• [Supplied text]:
----------

A Day Late and a Dollar Short
- Viking Press first edition
- Author: Terry McMillan
- Language: English
- Genre: Novel
- Publisher: Viking Press
- Publication date: 2002
- Publication place: United States
- Media type: Print
- Preceded by: How Stella Got Her Groove Back

= A Day Late and a Dollar Short =

2002 novel by Terry McMillan

A Day Late and a Dollar Short (2002) is Terry McMillan's fifth novel. It is about a family in Las Vegas in 1994. Family charts in the end pages assist readers in keeping track of who is who in the large and dysfunctional Price family.

==Plot==

Unlike McMillan's previous novels, A Day Late and a Dollar Short emphasizes the love and bonds of adult family members instead of friends. It explores relationships between parents, their children, and siblings over the course of a year.

When the reader is introduced to the characters, they witness a damaged family become torn even further apart. Near the resolution they will see how this torn family picks up the pieces to come together. The story is told from the perspectives of six different characters (each a member of the Price family). They deal with contemporary concepts like prescription drug addiction, alcoholism, incest, homosexuality, molestation, single parenthood, and divorce.

==Characters==

Paris is divorced with a son who will soon be turning 17. She is always trying to help her family even though she hasn't been able to help herself. While she focuses on helping her family, she fails to acknowledge that her own life is in shambles. Her son is an amazing athlete who may have got his white girlfriend pregnant. She is considered to be the most successful of her siblings though she battles a prescription drug addiction behind closed doors.

----------

• [Data records]:

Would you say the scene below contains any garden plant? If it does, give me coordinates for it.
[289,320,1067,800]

----------

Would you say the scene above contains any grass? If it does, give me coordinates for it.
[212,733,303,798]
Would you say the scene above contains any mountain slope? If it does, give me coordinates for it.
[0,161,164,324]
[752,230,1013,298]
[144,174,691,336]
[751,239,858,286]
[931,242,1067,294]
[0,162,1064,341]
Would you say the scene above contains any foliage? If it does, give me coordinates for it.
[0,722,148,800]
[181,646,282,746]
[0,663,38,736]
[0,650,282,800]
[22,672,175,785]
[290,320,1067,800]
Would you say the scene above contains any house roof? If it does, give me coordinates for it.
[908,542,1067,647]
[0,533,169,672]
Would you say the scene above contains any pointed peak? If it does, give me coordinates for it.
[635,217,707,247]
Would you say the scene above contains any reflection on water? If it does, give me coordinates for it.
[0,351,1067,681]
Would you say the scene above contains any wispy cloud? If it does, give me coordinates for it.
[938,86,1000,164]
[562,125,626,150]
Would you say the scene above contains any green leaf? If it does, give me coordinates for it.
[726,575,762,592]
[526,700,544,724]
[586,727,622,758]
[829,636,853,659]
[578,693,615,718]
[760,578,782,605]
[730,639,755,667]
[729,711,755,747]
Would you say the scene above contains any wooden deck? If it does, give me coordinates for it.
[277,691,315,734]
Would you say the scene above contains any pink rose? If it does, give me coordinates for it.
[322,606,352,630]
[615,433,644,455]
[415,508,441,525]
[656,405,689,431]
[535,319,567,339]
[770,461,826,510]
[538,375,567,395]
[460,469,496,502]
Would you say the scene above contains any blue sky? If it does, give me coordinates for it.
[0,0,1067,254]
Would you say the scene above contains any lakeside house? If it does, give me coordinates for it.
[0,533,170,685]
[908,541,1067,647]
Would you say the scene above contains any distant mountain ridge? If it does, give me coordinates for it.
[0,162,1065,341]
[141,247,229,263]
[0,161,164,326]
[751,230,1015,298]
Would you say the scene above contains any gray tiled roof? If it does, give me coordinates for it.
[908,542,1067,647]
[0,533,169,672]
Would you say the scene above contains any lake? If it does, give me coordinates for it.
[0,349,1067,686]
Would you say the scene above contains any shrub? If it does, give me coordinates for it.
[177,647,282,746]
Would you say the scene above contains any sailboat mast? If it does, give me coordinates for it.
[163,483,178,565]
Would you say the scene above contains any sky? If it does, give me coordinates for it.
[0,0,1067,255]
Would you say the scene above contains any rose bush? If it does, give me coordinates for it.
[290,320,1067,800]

----------

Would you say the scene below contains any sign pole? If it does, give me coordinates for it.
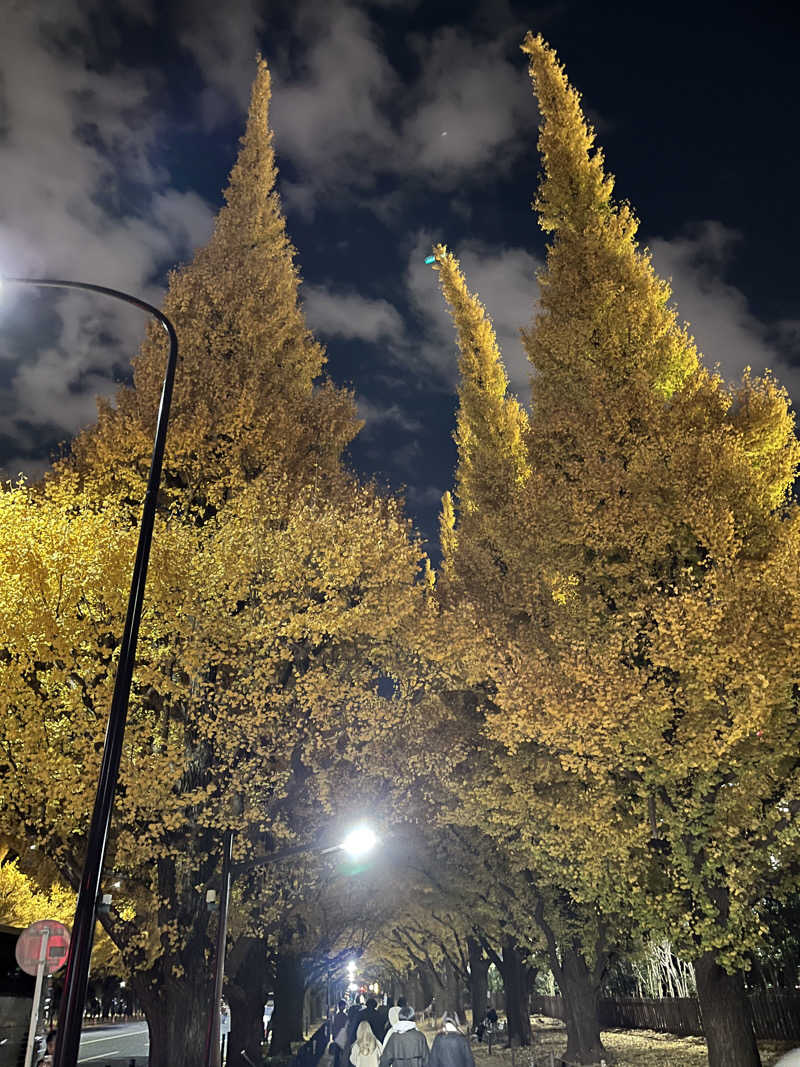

----------

• [Required work]:
#1 According to the text about A Day Late and a Dollar Short, where and when does the family's story take place?
#2 Pick up the text about A Day Late and a Dollar Short after its final sentence and keep writing.
The data has no connection to the text about A Day Late and a Dollar Short.

• [Responses for each task]:
#1 In Las Vegas in 1994.

#2
Lewis is considered to be the screw up in the family. His constant troubles with the law confirm his family's low opinion of him. He shows up drunk and broke when he visits his mother in the hospital. He struggles to learn how to take control of his own life instead of blaming or depending on others. Lewis is also dealing with the repercussions of being sexually abused as a child and early onset arthritis. His ex-wife is married to a white man that wants to adopt his son.

Charlotte feels like she doesn't belong in the Price family. She feels like she never got as much attention as her older sister so she takes out her frustrations on the younger ones. She tends not to speak to her mother or older sister because she feels that they conspire against her. Charlotte has an openly gay son and two energetic daughters with ADD.

Janelle is the youngest of her siblings. She has a teenage daughter that she's struggling to raise. Janelle is also in denial and must face the realization that she has failed to protect her daughter within the confines of their own home. She has been going to college for 15 years and has still not earned her degree.

Viola Price is the dominant voice in the novel. She has a strained marriage with Cecil. They have four grown kids located in various places throughout the country. Their tumultuous marriage has lasted 38 years. In the beginning of the story she describes her family, "I don't even want to think about Cecil right now, because it might just bring on another attack. He's a bad habit I've had for thirty-eight years, which would make him my husband. Between him and these kids, I'm worn out. It's a miracle I can breathe at all. I had 'em so fast they felt more like a litter, except each one turned out to be a different animal. Paris is a female lion who don't roar loud enough. Lewis is a horse who don't pull his own weight. Charlotte is definitely a bull, and Janelle would have to be a sheep – a lamb is closer to it – 'cause she always being led out to some pasture and don't know how she got there."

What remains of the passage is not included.